## WORK INSTRUCTIONS:
Arrange every line of the listing below as a numbered list, and leave out any blank lines.

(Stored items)
# # # # # # #

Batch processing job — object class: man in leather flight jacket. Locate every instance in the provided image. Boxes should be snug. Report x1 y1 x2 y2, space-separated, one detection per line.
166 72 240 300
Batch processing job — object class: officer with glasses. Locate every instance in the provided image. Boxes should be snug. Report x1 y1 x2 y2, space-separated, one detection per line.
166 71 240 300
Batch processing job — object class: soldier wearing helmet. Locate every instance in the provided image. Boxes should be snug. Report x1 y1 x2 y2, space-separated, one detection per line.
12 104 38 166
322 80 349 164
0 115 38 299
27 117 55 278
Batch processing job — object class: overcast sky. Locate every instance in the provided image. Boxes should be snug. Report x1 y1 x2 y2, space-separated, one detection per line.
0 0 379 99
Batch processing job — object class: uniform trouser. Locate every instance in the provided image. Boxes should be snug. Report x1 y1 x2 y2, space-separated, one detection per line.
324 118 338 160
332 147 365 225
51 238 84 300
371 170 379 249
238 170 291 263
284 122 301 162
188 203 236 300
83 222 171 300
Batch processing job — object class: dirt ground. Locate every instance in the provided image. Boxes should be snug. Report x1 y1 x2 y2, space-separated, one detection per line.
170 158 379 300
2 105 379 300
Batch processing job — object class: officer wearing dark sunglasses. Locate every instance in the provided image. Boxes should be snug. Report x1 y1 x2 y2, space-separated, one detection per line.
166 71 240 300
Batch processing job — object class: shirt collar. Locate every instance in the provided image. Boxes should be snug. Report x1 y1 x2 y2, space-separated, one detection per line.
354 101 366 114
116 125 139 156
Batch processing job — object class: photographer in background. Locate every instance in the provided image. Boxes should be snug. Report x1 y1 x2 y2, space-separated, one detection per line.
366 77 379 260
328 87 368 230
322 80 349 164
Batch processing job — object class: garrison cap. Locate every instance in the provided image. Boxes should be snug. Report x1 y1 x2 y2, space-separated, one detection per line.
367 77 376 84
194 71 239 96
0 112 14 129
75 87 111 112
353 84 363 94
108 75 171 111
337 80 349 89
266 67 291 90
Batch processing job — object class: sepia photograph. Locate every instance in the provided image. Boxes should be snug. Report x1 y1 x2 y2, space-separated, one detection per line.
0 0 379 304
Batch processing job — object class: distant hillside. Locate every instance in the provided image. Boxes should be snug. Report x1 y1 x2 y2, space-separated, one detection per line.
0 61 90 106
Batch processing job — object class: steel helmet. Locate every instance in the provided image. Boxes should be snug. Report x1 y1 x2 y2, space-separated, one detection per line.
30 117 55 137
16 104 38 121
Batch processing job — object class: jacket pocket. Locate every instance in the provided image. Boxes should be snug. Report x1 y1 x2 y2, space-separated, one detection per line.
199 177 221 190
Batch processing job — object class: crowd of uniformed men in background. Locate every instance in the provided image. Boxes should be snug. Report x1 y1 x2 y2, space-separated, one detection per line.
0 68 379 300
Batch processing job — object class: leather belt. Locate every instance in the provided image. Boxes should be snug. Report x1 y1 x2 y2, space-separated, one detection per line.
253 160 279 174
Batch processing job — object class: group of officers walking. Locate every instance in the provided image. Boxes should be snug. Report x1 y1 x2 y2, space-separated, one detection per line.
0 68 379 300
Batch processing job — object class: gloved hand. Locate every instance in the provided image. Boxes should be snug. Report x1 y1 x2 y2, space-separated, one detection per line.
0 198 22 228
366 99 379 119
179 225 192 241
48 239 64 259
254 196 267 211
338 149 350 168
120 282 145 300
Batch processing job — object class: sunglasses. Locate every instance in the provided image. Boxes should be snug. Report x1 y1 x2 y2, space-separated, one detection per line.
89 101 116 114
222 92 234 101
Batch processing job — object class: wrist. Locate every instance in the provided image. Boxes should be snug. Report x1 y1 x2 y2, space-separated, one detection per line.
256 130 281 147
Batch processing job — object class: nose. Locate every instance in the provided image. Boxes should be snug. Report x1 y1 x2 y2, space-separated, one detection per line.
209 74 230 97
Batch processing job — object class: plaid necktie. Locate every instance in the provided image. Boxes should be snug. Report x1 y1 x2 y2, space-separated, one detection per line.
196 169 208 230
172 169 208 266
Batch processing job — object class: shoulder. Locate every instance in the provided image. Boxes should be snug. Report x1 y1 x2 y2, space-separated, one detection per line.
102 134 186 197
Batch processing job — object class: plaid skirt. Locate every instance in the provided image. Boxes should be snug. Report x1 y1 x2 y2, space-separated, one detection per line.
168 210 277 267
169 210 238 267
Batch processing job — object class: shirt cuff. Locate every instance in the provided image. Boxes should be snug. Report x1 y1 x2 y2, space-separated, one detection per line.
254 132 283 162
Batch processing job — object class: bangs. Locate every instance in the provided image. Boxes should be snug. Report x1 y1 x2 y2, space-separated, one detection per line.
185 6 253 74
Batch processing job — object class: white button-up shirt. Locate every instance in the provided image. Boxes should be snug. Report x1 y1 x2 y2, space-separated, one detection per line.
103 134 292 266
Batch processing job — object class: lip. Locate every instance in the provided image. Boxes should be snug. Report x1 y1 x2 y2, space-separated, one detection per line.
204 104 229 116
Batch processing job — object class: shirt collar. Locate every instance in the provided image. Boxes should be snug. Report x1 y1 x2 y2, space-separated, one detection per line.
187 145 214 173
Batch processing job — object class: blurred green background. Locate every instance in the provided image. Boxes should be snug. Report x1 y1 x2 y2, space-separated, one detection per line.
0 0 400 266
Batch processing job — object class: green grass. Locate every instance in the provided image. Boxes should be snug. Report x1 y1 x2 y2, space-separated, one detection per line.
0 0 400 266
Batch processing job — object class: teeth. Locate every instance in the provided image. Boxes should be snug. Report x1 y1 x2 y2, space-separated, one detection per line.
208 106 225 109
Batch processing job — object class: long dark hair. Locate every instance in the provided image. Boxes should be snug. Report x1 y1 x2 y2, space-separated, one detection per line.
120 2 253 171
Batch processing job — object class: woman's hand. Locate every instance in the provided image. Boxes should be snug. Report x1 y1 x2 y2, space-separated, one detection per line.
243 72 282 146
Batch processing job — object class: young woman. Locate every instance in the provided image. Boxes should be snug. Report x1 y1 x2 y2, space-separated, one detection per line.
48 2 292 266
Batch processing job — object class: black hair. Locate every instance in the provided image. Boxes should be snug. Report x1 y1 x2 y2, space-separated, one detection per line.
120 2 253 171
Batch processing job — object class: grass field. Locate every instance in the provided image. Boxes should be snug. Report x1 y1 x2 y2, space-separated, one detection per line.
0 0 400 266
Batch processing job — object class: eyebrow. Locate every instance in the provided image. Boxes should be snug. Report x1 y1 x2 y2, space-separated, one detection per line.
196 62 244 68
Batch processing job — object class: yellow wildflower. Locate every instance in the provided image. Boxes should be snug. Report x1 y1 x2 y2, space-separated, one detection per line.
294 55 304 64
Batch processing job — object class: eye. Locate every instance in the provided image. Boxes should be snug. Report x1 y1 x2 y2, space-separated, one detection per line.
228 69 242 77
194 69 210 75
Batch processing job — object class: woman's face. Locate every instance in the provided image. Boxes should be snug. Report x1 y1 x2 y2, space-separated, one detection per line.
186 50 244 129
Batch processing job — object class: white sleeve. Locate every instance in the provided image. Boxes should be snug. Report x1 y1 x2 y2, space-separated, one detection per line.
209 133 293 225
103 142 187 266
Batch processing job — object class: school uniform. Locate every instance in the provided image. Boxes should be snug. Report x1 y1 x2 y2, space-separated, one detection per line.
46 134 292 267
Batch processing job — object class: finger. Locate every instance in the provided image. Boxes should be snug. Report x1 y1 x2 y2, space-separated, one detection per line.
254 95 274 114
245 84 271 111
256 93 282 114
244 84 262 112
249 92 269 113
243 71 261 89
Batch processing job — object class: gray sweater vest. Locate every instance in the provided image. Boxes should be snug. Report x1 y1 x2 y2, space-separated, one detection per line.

# # # # # # #

## WORKED ANSWER:
1. Batch processing job — object class: man in leather flight jacket. Locate every instance in the provided image. Boxes should be snug. Report x1 y1 x2 y2, space-separated, one detection per line.
2. 166 72 240 300
3. Batch processing job — object class: officer with glasses. Locate every instance in the provided image. Boxes should be snug. Report x1 y1 x2 y2, space-separated, one detection per line.
4. 166 71 240 300
5. Batch processing job — object class: soldier wearing helmet. Locate every instance in the provided image. Boxes should be snug. Report x1 y1 x2 y2, space-separated, one detection per line.
6. 12 104 38 166
7. 322 80 349 164
8. 0 115 38 299
9. 27 117 55 278
10. Batch processing job — object class: overcast sky. Locate every instance in the provided image. Boxes should be snug. Report x1 y1 x2 y2, space-separated, one detection per line.
11. 0 0 379 99
12. Batch processing job — object class: uniform trouser. Locate every instance in the provided image. Boxes should be snug. Report x1 y1 x2 y2, space-separated, one detection per line.
13. 324 118 338 160
14. 332 147 365 225
15. 51 238 84 300
16. 371 170 379 249
17. 238 170 291 263
18. 284 122 301 162
19. 188 203 236 300
20. 83 222 171 300
21. Batch processing job — object class: dirt ground. Locate every instance in the provided image. Boxes should be snug. Report x1 y1 x2 y2, space-separated, one detection per line.
22. 170 158 379 300
23. 2 105 379 300
24. Batch processing job — object class: officer wearing dark sunglasses. Locate every instance in the provided image. Boxes should be snug. Report x1 y1 x2 y2, space-separated, one detection per line.
25. 166 71 240 300
26. Batch processing job — object class: shirt collar. Locate every instance in the provided image. Boxes should be snug. Report x1 y1 x2 y2, space-separated, one detection per line.
27. 354 101 366 114
28. 116 125 139 156
29. Batch processing job — object class: photographer in background. Locate every instance in the provided image. Boxes should be snug. Report x1 y1 x2 y2, space-separated, one detection per line.
30. 366 77 379 260
31. 328 87 368 230
32. 322 80 349 164
33. Batch processing job — object class: garrison cap. Locate every instance in the provided image. Boxes should be snug. Report x1 y1 x2 y2, space-separated, one detection per line.
34. 367 77 376 84
35. 194 71 239 96
36. 0 112 14 129
37. 75 87 111 112
38. 353 84 363 94
39. 108 75 171 111
40. 337 80 349 89
41. 266 67 291 90
42. Batch processing job — object class: sepia photograph. Locate every instance in the provided image. Boxes should be snug. Report x1 y1 x2 y2, space-separated, one detection per line.
43. 0 0 379 304
44. Batch processing job — object class: distant hillside. Locate every instance in the provided image. Boxes should be snug. Report x1 y1 x2 y2, space-separated, one detection per line.
45. 0 61 90 106
46. Batch processing job — object class: steel helmet. Locate every instance in the provided image. Boxes should be snug. Report x1 y1 x2 y2, space-separated, one detection per line.
47. 30 117 55 137
48. 16 104 38 121
49. Batch processing job — object class: jacket pocket. Locate every instance in the provided image. Boxes should be snug. Report x1 y1 x2 y2, space-separated, one detection per line.
50. 199 177 221 190
51. Batch processing job — object class: crowd of uniformed men in background. Locate every instance in the provided image. Boxes should be snug. Report x1 y1 x2 y2, space-separated, one detection per line.
52. 0 68 379 300
53. Batch processing job — object class: leather belt. Locate every instance in the provided image. Boxes should be snug. Report x1 y1 x2 y2, space-separated, one detection per line.
54. 253 160 279 174
55. Batch processing job — object class: group of officers walking. Locate every instance in the provided image. Boxes should be snug. Report x1 y1 x2 y2, space-separated, one detection per line.
56. 0 68 379 300
57. Batch processing job — object class: gloved hand. Locate every instance in the provided image. Boxes should be snug. Report x1 y1 x2 y2, space-separated, one detection per line.
58. 0 198 22 228
59. 366 99 379 119
60. 179 225 192 241
61. 48 239 64 259
62. 254 196 267 211
63. 338 149 350 168
64. 120 282 145 300
65. Batch processing job — object class: sunglasses. Locate every instance in the provided image. Boxes should be snug. Report x1 y1 x2 y2, space-separated, one detection per line.
66. 89 101 116 114
67. 222 92 234 101
68. Batch processing job — object class: wrist. Locate every instance in the provided image. Boxes should be snug. Report x1 y1 x2 y2, space-separated, one detection per line.
69. 256 130 281 147
70. Batch processing job — object class: nose. Locate every instance in the provided image. Boxes should be snug. Report x1 y1 x2 y2, space-separated, one detection per line.
71. 209 74 230 97
72. Batch processing job — object class: plaid necktie. Locate every instance in the provided image. Boxes should be snug. Report x1 y1 x2 y2, space-separated, one detection per line.
73. 196 169 208 230
74. 172 169 208 266
75. Batch processing job — object class: shoulder. Locate every instance in the provided image. Boxes should be snug. Report x1 y1 x2 y2, space-separated, one detection per line.
76. 102 134 186 197
77. Batch processing job — object class: plaid skirt. Locate every instance in the provided image. Boxes should be snug. Report x1 y1 x2 y2, space-separated, one detection per line.
78. 168 210 277 267
79. 169 210 238 267
80. Batch processing job — object class: shirt cuff. Locate every instance in the provided image. Boxes should be snug. Report x1 y1 x2 y2, space-separated, one detection per line.
81. 254 132 283 162
82. Batch processing job — object class: bangs. Locate every instance in the provided image. Boxes should be snug. Report x1 y1 x2 y2, space-separated, one detection per line.
83. 185 6 253 74
84. Batch processing job — object class: white button-up shirt. Locate every instance in the provided image. Boxes should be snug. Report x1 y1 x2 y2, space-separated, one detection per line.
85. 103 134 292 266
86. Batch processing job — object class: lip. Locate every instance in the provided image. Boxes should be snug. Report x1 y1 x2 y2, space-separated, one detection per line.
87. 204 104 229 116
88. Batch processing job — object class: shirt collar. Locate every instance in the provided image. Boxes should be snug. Report x1 y1 x2 y2, space-separated, one detection per line.
89. 187 145 214 173
90. Batch processing job — object class: blurred green background. Locate every instance in the provided image. Boxes should be snug. Report x1 y1 x2 y2, space-separated, one detection per line.
91. 0 0 400 266
92. Batch processing job — object class: green grass. Locate every instance in the provided image. Boxes should be snug. Report x1 y1 x2 y2, space-separated, one detection per line.
93. 0 0 400 266
94. Batch processing job — object class: teeth. Locate every instance in the provided image. Boxes should be snug. Report x1 y1 x2 y2, space-separated, one detection per line.
95. 208 106 225 109
96. Batch processing job — object class: long dark hair. Locate every instance in the provided image. Boxes should be snug. Report x1 y1 x2 y2, space-separated, one detection per line.
97. 120 2 253 171
98. Batch processing job — object class: woman's hand. Locate every instance in the provided image. Boxes should be snug. Report x1 y1 x2 y2, space-separated, one detection per line.
99. 243 72 282 146
100. Batch processing job — object class: young woman. Locate every instance in the provided image. Boxes should be snug. Report x1 y1 x2 y2, space-separated, one detection per line.
101. 48 2 292 266
102. Batch processing job — object class: black hair. Locate every instance in the provided image. Boxes should be snug. Report x1 y1 x2 y2, space-separated, one detection per line.
103. 120 2 253 171
104. Batch processing job — object class: grass field. Locate every instance in the provided image. Boxes should be snug. Report x1 y1 x2 y2, space-separated, one detection per line.
105. 0 0 400 266
106. Batch processing job — object class: eyebrow. Locate every instance in the provided image. Boxes should be snug. Report x1 y1 x2 y2, space-separated, one detection per line.
107. 196 62 244 68
108. Batch processing job — object class: yellow wildflower. Locate every instance in the provided image. Boxes should be snug. Report x1 y1 x2 y2, space-separated, one detection per line.
109. 294 55 304 64
110. Batch processing job — object class: eye. Locate every instance in the provided image. Boxes should be snug. Report x1 y1 x2 y2, space-separated, one detection per line.
111. 228 69 242 77
112. 194 69 210 75
113. Batch processing job — object class: woman's face. Locate every instance in the provided image. Boxes should be snug. Report x1 y1 x2 y2, space-separated, one detection per line.
114. 186 50 244 129
115. Batch processing job — object class: white sleeve. Locate every instance in the provided image. Boxes should be snug. Report x1 y1 x2 y2, space-separated, one detection per line.
116. 209 133 293 225
117. 103 142 187 266
118. Batch processing job — object class: school uniform. Locate every instance in the provided image. Boxes should be snug. Report x1 y1 x2 y2, space-separated, one detection per line.
119. 46 134 292 267
120. Batch processing job — object class: finger. Locate every instance in the provided image. Boxes should be snug. Report x1 y1 x2 y2, space-separated, one detection per line.
121. 254 95 274 114
122. 245 84 271 111
123. 256 93 282 114
124. 244 84 262 112
125. 249 92 269 113
126. 243 71 261 89
127. Batch processing job — object class: gray sweater vest. Locate every instance in the provided image. Boxes should be snug. Report x1 y1 x2 y2, space-separated, one detection per line.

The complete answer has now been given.